Please rewrite the data below as a numbered list, one line per item, and leave out any blank lines.

[Dataset records]
============================================================

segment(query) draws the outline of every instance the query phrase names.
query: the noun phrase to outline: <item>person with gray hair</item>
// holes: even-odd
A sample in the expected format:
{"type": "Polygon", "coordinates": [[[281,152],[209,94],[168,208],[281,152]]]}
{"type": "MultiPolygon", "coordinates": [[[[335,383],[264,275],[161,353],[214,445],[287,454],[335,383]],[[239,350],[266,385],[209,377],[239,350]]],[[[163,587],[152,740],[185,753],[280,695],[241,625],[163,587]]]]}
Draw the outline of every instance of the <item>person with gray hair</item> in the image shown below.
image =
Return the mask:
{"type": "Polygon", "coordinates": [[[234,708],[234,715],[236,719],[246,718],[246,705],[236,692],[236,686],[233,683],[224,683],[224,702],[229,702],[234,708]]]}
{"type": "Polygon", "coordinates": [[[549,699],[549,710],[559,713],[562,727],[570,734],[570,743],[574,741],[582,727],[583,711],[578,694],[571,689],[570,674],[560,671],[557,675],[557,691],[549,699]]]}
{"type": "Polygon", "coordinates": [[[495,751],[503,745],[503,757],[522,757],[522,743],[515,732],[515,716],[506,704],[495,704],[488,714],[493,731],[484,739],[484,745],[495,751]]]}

============================================================

_Exercise result_:
1. segment(query) draws the outline of every instance the query phrase names.
2. query: the noun phrase to outline: <item>person with gray hair</item>
3. // holes: even-odd
4. A sample in the expected format:
5. {"type": "Polygon", "coordinates": [[[281,152],[209,94],[168,208],[281,152]]]}
6. {"type": "MultiPolygon", "coordinates": [[[[335,383],[264,275],[161,353],[214,445],[287,454],[335,383]],[[239,350],[266,385],[209,377],[239,350]]],[[[163,587],[152,740],[185,753],[280,695],[241,625],[163,587]]]]}
7. Draw the outline of every instance of the <item>person with gray hair</item> in the image shown below.
8. image =
9. Return the mask:
10. {"type": "Polygon", "coordinates": [[[234,708],[234,715],[236,719],[246,718],[246,705],[236,692],[236,686],[233,683],[224,683],[224,702],[229,702],[234,708]]]}
11. {"type": "Polygon", "coordinates": [[[549,699],[549,710],[559,713],[562,727],[570,734],[570,743],[574,741],[582,727],[583,711],[578,694],[571,689],[570,674],[560,671],[557,675],[557,691],[549,699]]]}
12. {"type": "Polygon", "coordinates": [[[495,751],[503,745],[503,757],[522,757],[522,743],[515,732],[515,716],[506,704],[495,704],[488,714],[493,731],[484,739],[484,745],[495,751]]]}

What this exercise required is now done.